§ What needs to be done: Return, word for word, everything in the rows below from the line containing "Objective — one dot per instance of the bare" down to the line containing "[[92, 73], [52, 67]]", with both of those lines included.

§ Material:
[Begin]

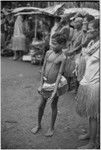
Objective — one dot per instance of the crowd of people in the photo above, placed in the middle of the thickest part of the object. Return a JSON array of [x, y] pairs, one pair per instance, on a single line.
[[72, 56]]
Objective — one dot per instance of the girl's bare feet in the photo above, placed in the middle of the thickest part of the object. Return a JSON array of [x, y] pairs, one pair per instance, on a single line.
[[84, 136], [36, 129], [49, 133], [90, 145]]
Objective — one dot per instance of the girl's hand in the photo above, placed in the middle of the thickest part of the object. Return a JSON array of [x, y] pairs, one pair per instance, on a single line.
[[39, 89]]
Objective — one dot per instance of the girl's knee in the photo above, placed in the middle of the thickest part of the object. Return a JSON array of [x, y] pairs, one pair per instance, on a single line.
[[54, 103]]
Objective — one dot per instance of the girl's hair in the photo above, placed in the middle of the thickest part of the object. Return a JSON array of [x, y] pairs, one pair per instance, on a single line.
[[89, 17], [96, 23]]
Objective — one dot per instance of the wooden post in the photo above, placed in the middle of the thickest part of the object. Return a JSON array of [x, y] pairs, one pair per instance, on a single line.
[[35, 34]]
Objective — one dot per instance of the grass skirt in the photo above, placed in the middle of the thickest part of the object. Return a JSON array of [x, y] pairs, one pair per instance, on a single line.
[[81, 68], [88, 101], [19, 43], [69, 66]]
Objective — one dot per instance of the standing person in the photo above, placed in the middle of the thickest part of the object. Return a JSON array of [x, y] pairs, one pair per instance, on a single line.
[[19, 39], [88, 97], [75, 48], [53, 84]]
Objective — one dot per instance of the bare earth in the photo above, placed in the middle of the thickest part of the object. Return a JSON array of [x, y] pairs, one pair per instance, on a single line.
[[19, 107]]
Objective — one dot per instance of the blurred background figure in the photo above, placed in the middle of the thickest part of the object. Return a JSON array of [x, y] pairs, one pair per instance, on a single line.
[[19, 39]]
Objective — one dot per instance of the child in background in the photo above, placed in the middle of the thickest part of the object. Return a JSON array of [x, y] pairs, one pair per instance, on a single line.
[[53, 84], [88, 97]]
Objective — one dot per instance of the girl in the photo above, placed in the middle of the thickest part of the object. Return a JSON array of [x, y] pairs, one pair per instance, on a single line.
[[53, 84], [88, 97]]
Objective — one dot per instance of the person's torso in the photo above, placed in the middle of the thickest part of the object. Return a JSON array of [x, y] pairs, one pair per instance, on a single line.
[[92, 73], [52, 67]]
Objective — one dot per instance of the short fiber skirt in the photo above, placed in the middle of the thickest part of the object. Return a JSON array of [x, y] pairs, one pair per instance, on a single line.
[[47, 88], [70, 66], [81, 68], [88, 101], [19, 43]]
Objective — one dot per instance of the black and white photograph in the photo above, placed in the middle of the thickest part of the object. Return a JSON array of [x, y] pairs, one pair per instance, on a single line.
[[50, 74]]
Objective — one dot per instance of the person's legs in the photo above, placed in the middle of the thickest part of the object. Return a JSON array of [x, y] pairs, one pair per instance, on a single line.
[[40, 114], [93, 133], [76, 86], [87, 135], [53, 118]]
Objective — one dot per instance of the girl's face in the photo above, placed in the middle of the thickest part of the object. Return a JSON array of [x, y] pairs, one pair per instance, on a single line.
[[57, 49], [90, 27]]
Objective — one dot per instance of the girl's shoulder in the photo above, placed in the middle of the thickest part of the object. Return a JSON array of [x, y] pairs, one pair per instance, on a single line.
[[61, 58], [49, 52]]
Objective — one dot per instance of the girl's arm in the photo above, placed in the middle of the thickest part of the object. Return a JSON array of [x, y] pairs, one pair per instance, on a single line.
[[43, 69]]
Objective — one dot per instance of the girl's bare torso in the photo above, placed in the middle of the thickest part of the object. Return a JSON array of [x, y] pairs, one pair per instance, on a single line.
[[52, 67]]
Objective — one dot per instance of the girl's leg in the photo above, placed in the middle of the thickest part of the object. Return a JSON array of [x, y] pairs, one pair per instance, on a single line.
[[54, 115], [40, 115], [76, 86]]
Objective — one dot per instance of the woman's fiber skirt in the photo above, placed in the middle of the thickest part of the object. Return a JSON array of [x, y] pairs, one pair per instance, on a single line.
[[88, 100], [48, 89], [69, 67], [19, 43], [81, 68]]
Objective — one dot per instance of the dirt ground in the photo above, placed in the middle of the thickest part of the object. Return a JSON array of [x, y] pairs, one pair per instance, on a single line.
[[19, 107]]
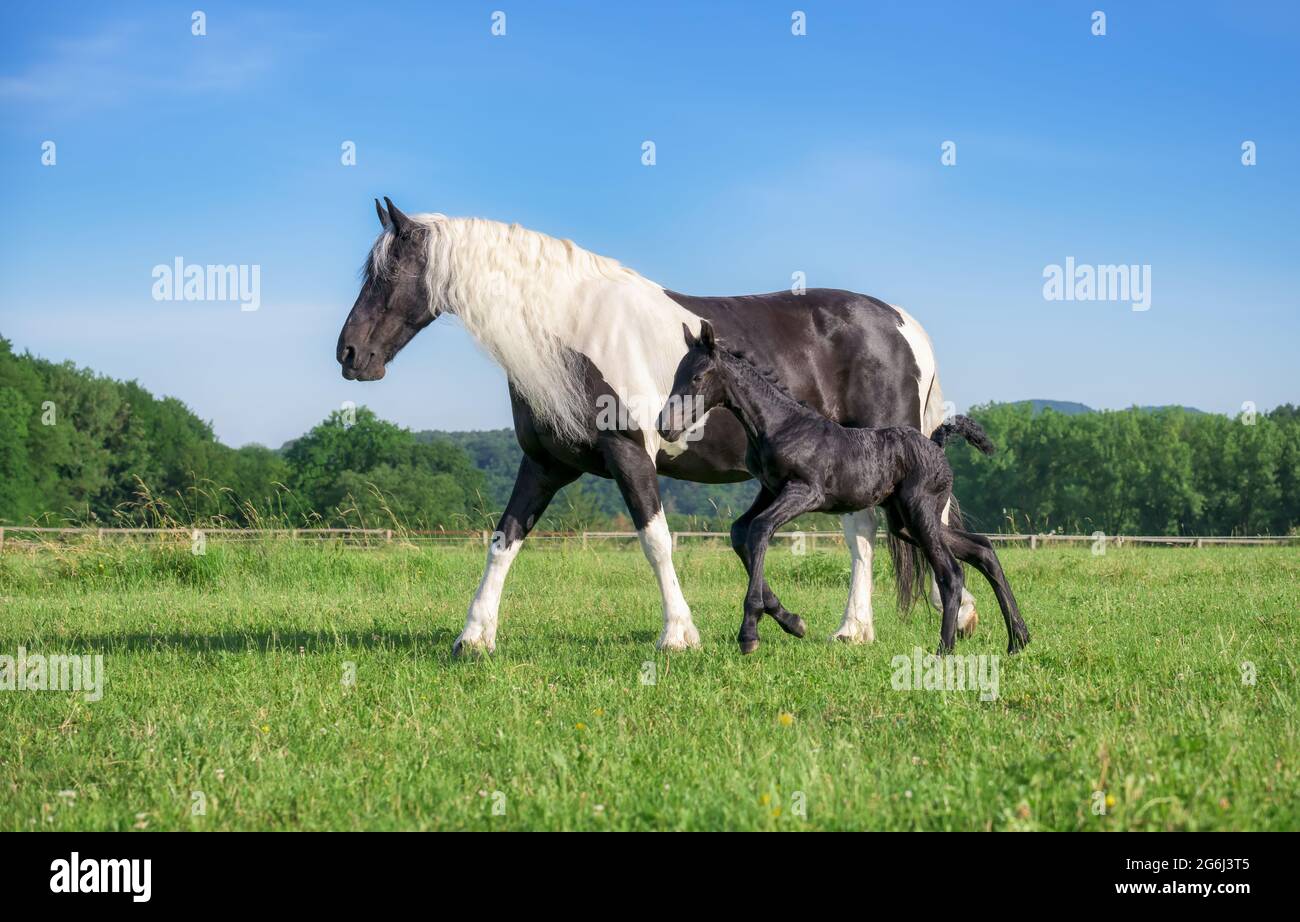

[End]

§ Output for this task:
Objective — one dot per instance of the bare earth in the photo above, placed in the middle of the thickest part of the object. Return a JSON array of [x, y] pairs, one pair per instance, on a single line.
[[19, 107]]
Objective — one dot per instance of the blurred background figure in the photo above, placed in the middle of the thickest part of the object. Return a JSON array of [x, y] pairs, one pair per instance, on a single line.
[[19, 39]]
Objective — one dot per instance of the child in background in the photo above, placed in the middle of the thickest part of the object. Return a JSON array of [x, y] pairs, one pair per instance, on a single line.
[[53, 84], [88, 97]]
Objective — one dot per instance of the girl in the photo above, placed in the middle of the thickest part of the object. Return a JSON array of [x, y] pairs, one pair per instance, on a single line.
[[53, 84], [88, 97]]
Objective — one dot per instance of the person's torso in the photo above, placed in the middle of the thickest part of the object. Return a JSON array of [x, y] pairs, one pair per instance, on a single line.
[[92, 73], [52, 67]]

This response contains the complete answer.